-- START --

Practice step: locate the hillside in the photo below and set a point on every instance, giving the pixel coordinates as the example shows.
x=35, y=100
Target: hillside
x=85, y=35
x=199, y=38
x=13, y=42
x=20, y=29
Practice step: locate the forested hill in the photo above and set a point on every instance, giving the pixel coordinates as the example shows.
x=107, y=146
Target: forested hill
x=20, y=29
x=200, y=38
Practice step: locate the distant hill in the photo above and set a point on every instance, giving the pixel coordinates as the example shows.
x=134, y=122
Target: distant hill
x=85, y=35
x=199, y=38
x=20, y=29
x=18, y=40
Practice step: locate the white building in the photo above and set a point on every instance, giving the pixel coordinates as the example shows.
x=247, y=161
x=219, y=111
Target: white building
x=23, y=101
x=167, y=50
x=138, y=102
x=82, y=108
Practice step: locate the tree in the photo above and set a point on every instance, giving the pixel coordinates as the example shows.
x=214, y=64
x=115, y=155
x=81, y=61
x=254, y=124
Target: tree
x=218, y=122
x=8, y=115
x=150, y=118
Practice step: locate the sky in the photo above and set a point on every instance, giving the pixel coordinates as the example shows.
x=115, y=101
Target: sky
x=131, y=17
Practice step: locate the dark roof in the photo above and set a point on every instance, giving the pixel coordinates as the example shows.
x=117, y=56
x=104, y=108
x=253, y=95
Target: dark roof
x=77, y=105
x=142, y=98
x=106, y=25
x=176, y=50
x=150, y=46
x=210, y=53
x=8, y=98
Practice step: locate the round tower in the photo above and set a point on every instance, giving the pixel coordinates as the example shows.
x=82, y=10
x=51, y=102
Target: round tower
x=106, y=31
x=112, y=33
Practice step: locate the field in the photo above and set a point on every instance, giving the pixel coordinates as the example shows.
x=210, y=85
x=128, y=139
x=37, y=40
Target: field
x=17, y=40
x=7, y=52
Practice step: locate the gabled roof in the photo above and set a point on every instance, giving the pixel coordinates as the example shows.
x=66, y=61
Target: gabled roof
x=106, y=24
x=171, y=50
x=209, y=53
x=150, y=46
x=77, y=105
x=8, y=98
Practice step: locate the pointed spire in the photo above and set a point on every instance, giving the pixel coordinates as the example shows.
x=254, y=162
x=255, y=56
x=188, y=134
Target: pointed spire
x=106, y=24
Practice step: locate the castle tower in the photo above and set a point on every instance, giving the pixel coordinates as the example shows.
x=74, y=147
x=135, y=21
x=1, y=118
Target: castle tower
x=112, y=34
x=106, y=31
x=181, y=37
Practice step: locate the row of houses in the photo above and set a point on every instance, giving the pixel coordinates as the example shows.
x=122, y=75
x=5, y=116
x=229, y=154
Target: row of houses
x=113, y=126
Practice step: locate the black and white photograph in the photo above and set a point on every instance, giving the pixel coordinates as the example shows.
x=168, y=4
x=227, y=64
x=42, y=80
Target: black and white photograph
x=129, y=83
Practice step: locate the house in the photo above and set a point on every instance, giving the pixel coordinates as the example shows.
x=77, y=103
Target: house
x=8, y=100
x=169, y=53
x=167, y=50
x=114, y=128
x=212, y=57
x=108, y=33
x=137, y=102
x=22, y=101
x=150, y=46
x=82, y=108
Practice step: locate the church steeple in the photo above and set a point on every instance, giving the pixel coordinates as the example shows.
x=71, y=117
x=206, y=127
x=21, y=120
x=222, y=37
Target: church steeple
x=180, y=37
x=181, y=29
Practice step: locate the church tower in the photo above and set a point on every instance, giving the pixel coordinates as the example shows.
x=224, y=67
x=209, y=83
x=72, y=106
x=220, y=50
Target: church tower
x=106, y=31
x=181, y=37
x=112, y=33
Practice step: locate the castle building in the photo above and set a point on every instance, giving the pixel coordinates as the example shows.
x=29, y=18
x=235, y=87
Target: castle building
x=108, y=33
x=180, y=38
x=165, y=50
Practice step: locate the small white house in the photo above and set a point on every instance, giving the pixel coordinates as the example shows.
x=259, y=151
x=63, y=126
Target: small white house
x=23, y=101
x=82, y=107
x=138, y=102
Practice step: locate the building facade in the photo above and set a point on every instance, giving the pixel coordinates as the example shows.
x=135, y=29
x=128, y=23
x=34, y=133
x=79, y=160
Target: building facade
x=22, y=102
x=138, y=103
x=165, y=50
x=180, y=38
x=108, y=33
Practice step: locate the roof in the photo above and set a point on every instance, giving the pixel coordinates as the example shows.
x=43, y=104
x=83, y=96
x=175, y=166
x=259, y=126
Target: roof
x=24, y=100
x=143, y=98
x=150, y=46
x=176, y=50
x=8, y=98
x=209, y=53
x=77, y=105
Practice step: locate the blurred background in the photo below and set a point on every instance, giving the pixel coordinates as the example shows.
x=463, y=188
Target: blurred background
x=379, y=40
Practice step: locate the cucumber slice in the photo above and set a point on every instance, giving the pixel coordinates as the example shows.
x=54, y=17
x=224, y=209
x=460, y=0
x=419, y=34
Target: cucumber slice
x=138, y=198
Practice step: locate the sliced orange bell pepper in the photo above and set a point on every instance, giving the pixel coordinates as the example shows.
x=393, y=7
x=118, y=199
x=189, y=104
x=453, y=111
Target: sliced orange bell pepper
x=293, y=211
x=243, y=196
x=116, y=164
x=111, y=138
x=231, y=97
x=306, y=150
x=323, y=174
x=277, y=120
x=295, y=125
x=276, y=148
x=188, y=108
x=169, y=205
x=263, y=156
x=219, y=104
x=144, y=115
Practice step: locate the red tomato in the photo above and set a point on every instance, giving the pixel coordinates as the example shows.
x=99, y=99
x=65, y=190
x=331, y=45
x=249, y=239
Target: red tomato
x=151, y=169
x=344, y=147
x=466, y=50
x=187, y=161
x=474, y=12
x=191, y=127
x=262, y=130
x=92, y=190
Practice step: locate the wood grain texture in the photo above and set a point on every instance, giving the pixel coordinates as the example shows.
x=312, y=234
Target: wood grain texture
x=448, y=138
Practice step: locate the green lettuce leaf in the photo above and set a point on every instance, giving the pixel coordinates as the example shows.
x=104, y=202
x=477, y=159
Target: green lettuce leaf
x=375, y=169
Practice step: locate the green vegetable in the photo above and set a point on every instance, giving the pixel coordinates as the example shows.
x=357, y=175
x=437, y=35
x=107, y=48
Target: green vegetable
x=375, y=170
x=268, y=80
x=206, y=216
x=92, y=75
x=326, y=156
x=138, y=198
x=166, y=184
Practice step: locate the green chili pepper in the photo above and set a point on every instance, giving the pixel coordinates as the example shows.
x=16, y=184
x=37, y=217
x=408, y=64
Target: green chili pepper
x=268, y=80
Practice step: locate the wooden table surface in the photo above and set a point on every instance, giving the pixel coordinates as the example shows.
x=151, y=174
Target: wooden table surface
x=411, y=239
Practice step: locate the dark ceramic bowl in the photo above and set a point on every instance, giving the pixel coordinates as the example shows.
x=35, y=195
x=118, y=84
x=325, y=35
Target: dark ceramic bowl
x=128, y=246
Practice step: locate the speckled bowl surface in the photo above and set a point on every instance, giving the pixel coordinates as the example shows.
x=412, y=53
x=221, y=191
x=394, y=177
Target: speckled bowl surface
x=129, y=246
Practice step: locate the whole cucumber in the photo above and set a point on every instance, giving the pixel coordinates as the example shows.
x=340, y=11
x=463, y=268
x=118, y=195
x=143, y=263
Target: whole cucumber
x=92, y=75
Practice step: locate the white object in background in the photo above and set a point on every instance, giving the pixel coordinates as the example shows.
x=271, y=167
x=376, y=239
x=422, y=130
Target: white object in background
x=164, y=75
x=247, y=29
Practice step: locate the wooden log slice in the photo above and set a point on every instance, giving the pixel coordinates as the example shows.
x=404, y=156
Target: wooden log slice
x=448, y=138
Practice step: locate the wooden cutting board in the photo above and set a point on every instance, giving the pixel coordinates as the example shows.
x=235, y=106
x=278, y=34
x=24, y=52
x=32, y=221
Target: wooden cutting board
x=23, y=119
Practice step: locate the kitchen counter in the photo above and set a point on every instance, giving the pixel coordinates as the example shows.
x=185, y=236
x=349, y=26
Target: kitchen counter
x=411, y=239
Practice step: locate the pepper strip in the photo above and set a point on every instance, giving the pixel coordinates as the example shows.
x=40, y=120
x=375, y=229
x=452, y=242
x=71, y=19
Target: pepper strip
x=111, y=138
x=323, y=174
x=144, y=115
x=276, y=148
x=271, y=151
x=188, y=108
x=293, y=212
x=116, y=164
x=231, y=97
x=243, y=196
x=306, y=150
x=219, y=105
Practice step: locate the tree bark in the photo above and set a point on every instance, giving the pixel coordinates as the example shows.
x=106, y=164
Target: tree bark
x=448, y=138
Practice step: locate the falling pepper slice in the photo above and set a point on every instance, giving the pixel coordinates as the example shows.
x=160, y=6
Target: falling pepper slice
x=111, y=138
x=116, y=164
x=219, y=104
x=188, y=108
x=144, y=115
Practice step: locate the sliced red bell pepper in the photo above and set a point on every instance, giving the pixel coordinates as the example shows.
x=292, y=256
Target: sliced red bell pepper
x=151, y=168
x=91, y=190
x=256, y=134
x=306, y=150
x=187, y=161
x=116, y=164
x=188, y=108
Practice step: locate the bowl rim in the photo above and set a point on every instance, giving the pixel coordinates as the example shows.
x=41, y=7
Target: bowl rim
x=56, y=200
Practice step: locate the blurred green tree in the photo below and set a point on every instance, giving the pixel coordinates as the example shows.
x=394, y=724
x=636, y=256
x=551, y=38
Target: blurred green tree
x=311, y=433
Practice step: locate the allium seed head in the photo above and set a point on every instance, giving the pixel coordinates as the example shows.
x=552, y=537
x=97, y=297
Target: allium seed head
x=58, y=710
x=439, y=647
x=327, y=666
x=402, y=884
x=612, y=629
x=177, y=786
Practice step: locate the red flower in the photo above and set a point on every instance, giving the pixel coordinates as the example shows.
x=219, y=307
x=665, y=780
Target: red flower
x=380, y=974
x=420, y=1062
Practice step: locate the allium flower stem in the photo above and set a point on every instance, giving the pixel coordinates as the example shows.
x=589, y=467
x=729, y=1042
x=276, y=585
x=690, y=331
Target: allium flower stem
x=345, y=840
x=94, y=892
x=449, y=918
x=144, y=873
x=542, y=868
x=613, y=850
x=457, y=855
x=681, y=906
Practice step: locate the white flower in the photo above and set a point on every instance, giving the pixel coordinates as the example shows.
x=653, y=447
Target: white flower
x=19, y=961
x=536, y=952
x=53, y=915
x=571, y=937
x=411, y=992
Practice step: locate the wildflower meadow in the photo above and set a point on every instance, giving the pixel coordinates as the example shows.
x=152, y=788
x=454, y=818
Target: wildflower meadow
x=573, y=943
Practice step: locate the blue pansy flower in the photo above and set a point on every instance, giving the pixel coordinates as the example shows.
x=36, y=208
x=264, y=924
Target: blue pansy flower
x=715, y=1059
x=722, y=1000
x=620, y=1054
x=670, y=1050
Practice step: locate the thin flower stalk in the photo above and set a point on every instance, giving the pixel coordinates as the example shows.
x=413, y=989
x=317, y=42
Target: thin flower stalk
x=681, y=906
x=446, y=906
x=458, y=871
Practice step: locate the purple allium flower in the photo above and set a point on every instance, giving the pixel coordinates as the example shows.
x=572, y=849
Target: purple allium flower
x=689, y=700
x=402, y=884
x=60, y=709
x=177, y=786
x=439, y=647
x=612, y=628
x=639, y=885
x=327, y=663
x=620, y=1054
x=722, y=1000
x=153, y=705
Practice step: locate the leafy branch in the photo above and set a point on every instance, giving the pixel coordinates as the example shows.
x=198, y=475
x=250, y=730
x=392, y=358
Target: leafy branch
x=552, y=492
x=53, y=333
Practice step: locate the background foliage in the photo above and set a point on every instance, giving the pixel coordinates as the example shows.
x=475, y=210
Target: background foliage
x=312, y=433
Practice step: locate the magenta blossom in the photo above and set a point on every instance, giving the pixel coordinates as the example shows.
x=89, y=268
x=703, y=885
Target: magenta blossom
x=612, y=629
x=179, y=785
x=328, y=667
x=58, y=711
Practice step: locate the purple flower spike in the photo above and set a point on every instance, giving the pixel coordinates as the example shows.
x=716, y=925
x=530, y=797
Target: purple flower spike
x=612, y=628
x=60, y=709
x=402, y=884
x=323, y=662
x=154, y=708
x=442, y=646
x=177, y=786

-- END --

▸ **Problem details**: Starting from the first line of the records and going on through the line containing "x=131, y=17", with both of those lines included, express the lines as a JSON list of strings, one string per line and no entries for blank lines.

▸ **Output below**:
[
  "Practice step: locate the hillside in the photo below and set a point on every instance, giving the pixel coordinates as the example shows.",
  "x=35, y=100",
  "Target: hillside",
  "x=85, y=35",
  "x=199, y=38",
  "x=13, y=42",
  "x=20, y=29",
  "Practice step: locate the forested hill in the photo above and set a point on every instance, giving the pixel coordinates as the example shows.",
  "x=107, y=146",
  "Target: forested hill",
  "x=20, y=29",
  "x=200, y=38",
  "Practice step: locate the distant hill in the photo above and set a point on every instance, giving the pixel coordinates as the example shows.",
  "x=134, y=122",
  "Target: distant hill",
  "x=85, y=35",
  "x=199, y=38",
  "x=20, y=29",
  "x=18, y=40",
  "Practice step: locate the white building in the photo above and set a point on every instance, giving the pixel coordinates as the example shows.",
  "x=247, y=161",
  "x=219, y=111",
  "Target: white building",
  "x=23, y=101",
  "x=167, y=50",
  "x=138, y=102",
  "x=82, y=108",
  "Practice step: locate the tree in the photo above and set a point on every instance, giving the pixel coordinates as the example shows.",
  "x=214, y=64",
  "x=115, y=155",
  "x=81, y=61",
  "x=254, y=124",
  "Target: tree",
  "x=218, y=122",
  "x=8, y=115",
  "x=150, y=118",
  "Practice step: locate the sky in the photo above and set a point on every instance, giving the pixel coordinates as the example shows.",
  "x=115, y=101",
  "Target: sky",
  "x=131, y=17"
]